Your instructions:
Give the records again in full, exactly as they are.

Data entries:
- Opening Delimiter -

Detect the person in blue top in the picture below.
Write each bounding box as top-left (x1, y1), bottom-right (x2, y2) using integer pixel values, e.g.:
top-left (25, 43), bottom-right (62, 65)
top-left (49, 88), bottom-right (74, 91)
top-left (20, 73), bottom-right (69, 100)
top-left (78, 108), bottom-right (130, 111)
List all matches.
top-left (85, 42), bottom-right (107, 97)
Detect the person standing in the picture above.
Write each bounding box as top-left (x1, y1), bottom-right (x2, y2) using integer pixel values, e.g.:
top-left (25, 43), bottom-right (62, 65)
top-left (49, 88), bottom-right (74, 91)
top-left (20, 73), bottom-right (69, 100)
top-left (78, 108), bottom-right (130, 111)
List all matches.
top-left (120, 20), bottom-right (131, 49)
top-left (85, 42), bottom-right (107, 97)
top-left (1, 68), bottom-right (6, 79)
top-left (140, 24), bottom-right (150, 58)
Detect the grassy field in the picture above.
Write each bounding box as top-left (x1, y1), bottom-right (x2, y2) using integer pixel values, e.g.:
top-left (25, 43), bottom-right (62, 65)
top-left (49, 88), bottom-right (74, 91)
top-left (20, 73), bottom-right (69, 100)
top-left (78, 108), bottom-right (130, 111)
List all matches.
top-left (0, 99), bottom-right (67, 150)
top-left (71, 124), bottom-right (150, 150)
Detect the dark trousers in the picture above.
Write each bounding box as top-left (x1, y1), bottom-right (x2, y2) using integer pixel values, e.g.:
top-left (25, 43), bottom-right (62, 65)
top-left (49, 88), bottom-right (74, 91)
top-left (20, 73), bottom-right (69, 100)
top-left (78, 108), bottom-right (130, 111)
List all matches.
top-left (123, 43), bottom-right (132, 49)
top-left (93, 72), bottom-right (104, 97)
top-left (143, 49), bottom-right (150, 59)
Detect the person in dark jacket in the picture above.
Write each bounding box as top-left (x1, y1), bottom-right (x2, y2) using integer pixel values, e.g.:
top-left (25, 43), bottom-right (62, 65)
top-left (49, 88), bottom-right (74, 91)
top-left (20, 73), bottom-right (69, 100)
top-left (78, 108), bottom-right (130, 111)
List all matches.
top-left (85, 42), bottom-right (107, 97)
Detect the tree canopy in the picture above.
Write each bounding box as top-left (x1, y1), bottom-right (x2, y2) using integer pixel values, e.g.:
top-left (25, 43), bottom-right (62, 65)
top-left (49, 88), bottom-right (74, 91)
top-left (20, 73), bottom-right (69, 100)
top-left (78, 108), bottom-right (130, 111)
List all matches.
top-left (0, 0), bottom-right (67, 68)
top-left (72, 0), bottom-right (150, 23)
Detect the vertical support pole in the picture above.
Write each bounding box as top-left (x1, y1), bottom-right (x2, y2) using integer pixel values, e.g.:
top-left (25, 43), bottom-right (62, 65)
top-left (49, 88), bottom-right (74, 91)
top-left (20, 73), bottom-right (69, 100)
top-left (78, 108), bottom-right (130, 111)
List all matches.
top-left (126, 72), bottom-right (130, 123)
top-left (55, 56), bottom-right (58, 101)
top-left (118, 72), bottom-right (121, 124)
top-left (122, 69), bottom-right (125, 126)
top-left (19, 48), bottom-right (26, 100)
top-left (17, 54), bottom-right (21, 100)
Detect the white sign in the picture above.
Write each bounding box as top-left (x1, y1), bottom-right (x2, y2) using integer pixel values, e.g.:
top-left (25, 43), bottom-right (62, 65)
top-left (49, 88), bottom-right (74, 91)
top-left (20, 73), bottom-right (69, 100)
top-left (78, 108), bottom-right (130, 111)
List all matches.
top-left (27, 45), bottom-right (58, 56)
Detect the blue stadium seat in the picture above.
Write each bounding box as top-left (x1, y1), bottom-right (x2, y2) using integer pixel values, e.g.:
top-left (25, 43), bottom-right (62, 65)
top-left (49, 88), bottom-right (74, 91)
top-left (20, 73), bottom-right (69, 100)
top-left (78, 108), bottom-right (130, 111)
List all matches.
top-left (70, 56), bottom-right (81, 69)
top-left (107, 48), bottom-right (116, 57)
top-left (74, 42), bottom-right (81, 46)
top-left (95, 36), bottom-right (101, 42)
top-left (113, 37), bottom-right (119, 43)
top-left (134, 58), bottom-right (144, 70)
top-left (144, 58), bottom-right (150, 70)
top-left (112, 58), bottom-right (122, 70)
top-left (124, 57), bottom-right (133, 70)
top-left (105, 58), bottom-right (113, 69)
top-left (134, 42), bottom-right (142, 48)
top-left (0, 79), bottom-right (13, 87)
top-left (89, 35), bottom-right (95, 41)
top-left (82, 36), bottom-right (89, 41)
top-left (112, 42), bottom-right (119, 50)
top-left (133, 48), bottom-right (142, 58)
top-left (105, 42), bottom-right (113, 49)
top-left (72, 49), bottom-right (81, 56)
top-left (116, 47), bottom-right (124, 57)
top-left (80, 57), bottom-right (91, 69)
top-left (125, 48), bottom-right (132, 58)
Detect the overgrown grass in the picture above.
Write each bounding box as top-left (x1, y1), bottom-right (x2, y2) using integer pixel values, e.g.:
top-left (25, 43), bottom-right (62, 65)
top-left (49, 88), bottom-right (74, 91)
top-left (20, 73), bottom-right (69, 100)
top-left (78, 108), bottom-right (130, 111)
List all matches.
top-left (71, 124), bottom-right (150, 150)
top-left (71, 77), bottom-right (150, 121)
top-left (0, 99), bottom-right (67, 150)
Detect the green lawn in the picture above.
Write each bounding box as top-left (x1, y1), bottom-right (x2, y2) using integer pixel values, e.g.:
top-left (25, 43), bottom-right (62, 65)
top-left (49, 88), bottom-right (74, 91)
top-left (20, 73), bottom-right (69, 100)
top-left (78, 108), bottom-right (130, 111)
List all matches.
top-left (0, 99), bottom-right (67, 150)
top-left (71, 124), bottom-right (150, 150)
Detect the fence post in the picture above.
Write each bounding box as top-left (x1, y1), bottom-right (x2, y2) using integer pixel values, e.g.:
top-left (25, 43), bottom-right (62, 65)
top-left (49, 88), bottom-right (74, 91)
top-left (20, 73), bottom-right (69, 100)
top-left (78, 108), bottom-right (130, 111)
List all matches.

- Closing Delimiter -

Response area:
Detect the person in blue top in the picture below.
Write each bounding box as top-left (x1, y1), bottom-right (x2, y2) using integer pixel values, e.g.:
top-left (25, 43), bottom-right (62, 65)
top-left (49, 88), bottom-right (74, 91)
top-left (20, 73), bottom-right (69, 100)
top-left (78, 108), bottom-right (130, 111)
List all matches.
top-left (85, 42), bottom-right (107, 97)
Detect the person standing in the picture above.
Write each bounding box as top-left (x1, y1), bottom-right (x2, y2) using integer pixel values, e.g.:
top-left (25, 43), bottom-right (62, 65)
top-left (49, 88), bottom-right (74, 91)
top-left (20, 73), bottom-right (69, 100)
top-left (78, 108), bottom-right (130, 111)
List all matches.
top-left (120, 20), bottom-right (131, 49)
top-left (85, 42), bottom-right (107, 97)
top-left (1, 68), bottom-right (6, 79)
top-left (140, 24), bottom-right (150, 58)
Detect the grassy field in the picture above.
Write each bounding box as top-left (x1, y1), bottom-right (x2, y2) using integer pixel values, e.g.:
top-left (25, 43), bottom-right (62, 65)
top-left (49, 88), bottom-right (74, 91)
top-left (20, 73), bottom-right (69, 100)
top-left (78, 108), bottom-right (130, 111)
List all matches.
top-left (0, 99), bottom-right (67, 150)
top-left (71, 124), bottom-right (150, 150)
Detect the dark trousers in the picture above.
Write each bounding box as top-left (x1, y1), bottom-right (x2, y2) using integer pixel values, e.g.:
top-left (25, 43), bottom-right (62, 65)
top-left (49, 88), bottom-right (74, 91)
top-left (20, 73), bottom-right (69, 100)
top-left (78, 108), bottom-right (130, 111)
List all matches.
top-left (123, 43), bottom-right (132, 49)
top-left (93, 72), bottom-right (104, 97)
top-left (143, 49), bottom-right (150, 59)
Detect the person in dark jacket in the picture above.
Write each bounding box as top-left (x1, y1), bottom-right (x2, y2) using integer pixel values, e.g.:
top-left (25, 43), bottom-right (62, 65)
top-left (49, 88), bottom-right (74, 91)
top-left (20, 73), bottom-right (69, 100)
top-left (78, 108), bottom-right (130, 111)
List all matches.
top-left (85, 42), bottom-right (107, 97)
Detect the tree canopy in the picture above.
Write each bounding box as top-left (x1, y1), bottom-right (x2, y2) using integer pixel values, e.g.:
top-left (25, 43), bottom-right (62, 65)
top-left (49, 88), bottom-right (74, 91)
top-left (20, 73), bottom-right (69, 100)
top-left (78, 108), bottom-right (130, 111)
List all matches.
top-left (0, 0), bottom-right (67, 68)
top-left (72, 0), bottom-right (150, 23)
Detect the vertical support pole in the picture above.
Write each bounding box as top-left (x1, y1), bottom-right (x2, y2) using integer pixel values, e.g.:
top-left (25, 43), bottom-right (62, 65)
top-left (49, 88), bottom-right (74, 91)
top-left (20, 73), bottom-right (69, 100)
top-left (78, 108), bottom-right (130, 111)
List all matches.
top-left (126, 72), bottom-right (130, 123)
top-left (55, 56), bottom-right (58, 101)
top-left (118, 72), bottom-right (121, 124)
top-left (122, 69), bottom-right (125, 126)
top-left (19, 48), bottom-right (26, 100)
top-left (17, 54), bottom-right (21, 100)
Detect the white sign in the picture above.
Write each bounding box as top-left (x1, y1), bottom-right (x2, y2) using integer pixel values, e.g.:
top-left (25, 43), bottom-right (62, 65)
top-left (49, 88), bottom-right (74, 91)
top-left (20, 73), bottom-right (69, 100)
top-left (78, 108), bottom-right (130, 111)
List all matches.
top-left (27, 45), bottom-right (58, 56)
Detect the blue stadium seat in the picture above.
Write each bounding box as top-left (x1, y1), bottom-right (x2, y2) using integer pixel values, e.g.:
top-left (25, 43), bottom-right (62, 65)
top-left (49, 88), bottom-right (74, 91)
top-left (20, 73), bottom-right (69, 100)
top-left (78, 108), bottom-right (130, 111)
List all matches.
top-left (70, 56), bottom-right (81, 69)
top-left (107, 48), bottom-right (116, 57)
top-left (74, 42), bottom-right (81, 46)
top-left (95, 36), bottom-right (101, 42)
top-left (113, 37), bottom-right (119, 43)
top-left (134, 58), bottom-right (144, 70)
top-left (144, 58), bottom-right (150, 70)
top-left (112, 58), bottom-right (122, 70)
top-left (124, 57), bottom-right (133, 70)
top-left (105, 58), bottom-right (113, 69)
top-left (134, 42), bottom-right (142, 48)
top-left (0, 79), bottom-right (13, 87)
top-left (89, 35), bottom-right (95, 41)
top-left (82, 36), bottom-right (89, 41)
top-left (112, 42), bottom-right (119, 50)
top-left (133, 48), bottom-right (142, 58)
top-left (105, 42), bottom-right (113, 49)
top-left (72, 49), bottom-right (81, 56)
top-left (116, 47), bottom-right (124, 57)
top-left (80, 57), bottom-right (91, 69)
top-left (125, 48), bottom-right (132, 58)
Detect the overgrown grass in the picture above.
Write each bounding box as top-left (x1, y1), bottom-right (x2, y2) using integer pixel values, e.g.:
top-left (25, 43), bottom-right (62, 65)
top-left (49, 88), bottom-right (74, 91)
top-left (20, 73), bottom-right (69, 100)
top-left (78, 108), bottom-right (130, 111)
List all matches.
top-left (71, 124), bottom-right (150, 150)
top-left (71, 77), bottom-right (150, 121)
top-left (0, 99), bottom-right (67, 150)
Detect the green lawn in the picture above.
Write each bounding box as top-left (x1, y1), bottom-right (x2, y2) using integer pixel values, e.g.:
top-left (25, 43), bottom-right (62, 65)
top-left (49, 88), bottom-right (74, 91)
top-left (20, 73), bottom-right (69, 100)
top-left (78, 108), bottom-right (130, 111)
List all matches.
top-left (0, 99), bottom-right (67, 150)
top-left (71, 124), bottom-right (150, 150)
Detect the fence post in the picture above.
Write each bounding box as top-left (x1, y1), bottom-right (x2, y2) using integer pixel values, e.g.:
top-left (25, 43), bottom-right (62, 65)
top-left (49, 88), bottom-right (74, 91)
top-left (20, 73), bottom-right (69, 100)
top-left (78, 108), bottom-right (130, 111)
List all matches.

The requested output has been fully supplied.